- [WHAT TO PRODUCE]:
Retype the whole listing below word for word, keeping every line as it is.

[begin RECORDED INFORMATION]

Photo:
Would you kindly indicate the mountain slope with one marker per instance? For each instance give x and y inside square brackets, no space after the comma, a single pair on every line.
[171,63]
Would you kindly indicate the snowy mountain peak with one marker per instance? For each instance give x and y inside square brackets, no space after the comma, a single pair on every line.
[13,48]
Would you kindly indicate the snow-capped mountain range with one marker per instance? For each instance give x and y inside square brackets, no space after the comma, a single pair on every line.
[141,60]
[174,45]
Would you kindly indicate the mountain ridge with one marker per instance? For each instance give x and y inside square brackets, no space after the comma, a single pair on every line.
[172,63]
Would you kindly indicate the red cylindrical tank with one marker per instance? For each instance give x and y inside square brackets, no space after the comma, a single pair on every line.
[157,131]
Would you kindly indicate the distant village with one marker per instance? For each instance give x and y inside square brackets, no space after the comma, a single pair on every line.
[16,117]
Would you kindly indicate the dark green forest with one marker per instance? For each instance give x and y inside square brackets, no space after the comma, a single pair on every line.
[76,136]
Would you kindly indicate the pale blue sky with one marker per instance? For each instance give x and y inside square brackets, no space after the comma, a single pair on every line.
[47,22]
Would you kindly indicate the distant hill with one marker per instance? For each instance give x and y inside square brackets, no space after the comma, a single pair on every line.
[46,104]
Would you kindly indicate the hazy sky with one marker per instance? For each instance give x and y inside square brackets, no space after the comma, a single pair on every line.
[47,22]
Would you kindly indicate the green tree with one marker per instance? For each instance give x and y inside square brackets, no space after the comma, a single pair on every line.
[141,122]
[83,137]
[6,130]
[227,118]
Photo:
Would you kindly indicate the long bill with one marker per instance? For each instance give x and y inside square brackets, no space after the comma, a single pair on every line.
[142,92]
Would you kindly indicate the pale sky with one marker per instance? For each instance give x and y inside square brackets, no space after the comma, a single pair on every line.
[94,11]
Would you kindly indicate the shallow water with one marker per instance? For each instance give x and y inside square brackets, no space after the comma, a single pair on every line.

[end RECORDED INFORMATION]

- [WRITTEN SOLUTION]:
Photo:
Would you kindly indicate the mountain slope with one marker per instance? For each instance give x and y inside square brackets, no space after the comma, a single pair on every line.
[171,63]
Would you kindly indicate the snowy mountain peak with one marker per instance? For each instance give x and y inside square brackets, no space after the comma, a single pair on every line.
[13,48]
Would you kindly indicate the snow-capped mountain range with one marker per instance? For each instance give x and y inside square brackets, no space after the comma, a single pair on every line.
[141,60]
[174,45]
Would you kindly indicate the mountain ridge with one marker per instance? For each instance give x and y inside square brackets, no space after the comma, a single pair on every line.
[172,63]
Would you kindly indicate the red cylindrical tank with one marker per instance? For each instance give x and y inside square brackets, no space after the comma, a single pair on every line.
[157,131]
Would you kindly indicate the distant village with one marker per instance? For each instance give x and y inside square brackets, no space after the comma, a single pair on every line.
[16,117]
Would you kindly indicate the dark green forest with one marker per instance? For each instance give x and y inside square brackets, no space after the comma, a single pair on every line.
[76,136]
Would you kindly indicate the pale blue sky with one marker per instance? For each instance give x and y inside square brackets, no space after the comma, a single pair on every line.
[47,22]
Would you kindly indicate the distant hill with one marker per instance? For each instance give x and y inside square brackets, no space after the comma, a single pair on every line.
[46,104]
Would you kindly indicate the hazy sky with one marker per instance? For each instance give x and y inside square brackets, no space after the comma, a single pair on every line.
[47,22]
Would you kindly indicate the green tree with one marker per instance? For each instance give x and y inside square brackets, no space after the comma, a single pair on every line.
[141,122]
[83,137]
[6,130]
[227,118]
Photo:
Would you kindly indicate the long bill with one marker per instance? For each instance give x and y inside square brackets, no space after the comma, a single pair on every line.
[142,92]
Would you kindly indicate the pale sky with one marker per instance? For each instance give x and y inside square brackets, no space after the comma, a single pair on every line.
[94,11]
Would you kindly indicate the shallow water with one marker per instance? For each instance give x and y inside square brackets, no space after the comma, a single pair on every line.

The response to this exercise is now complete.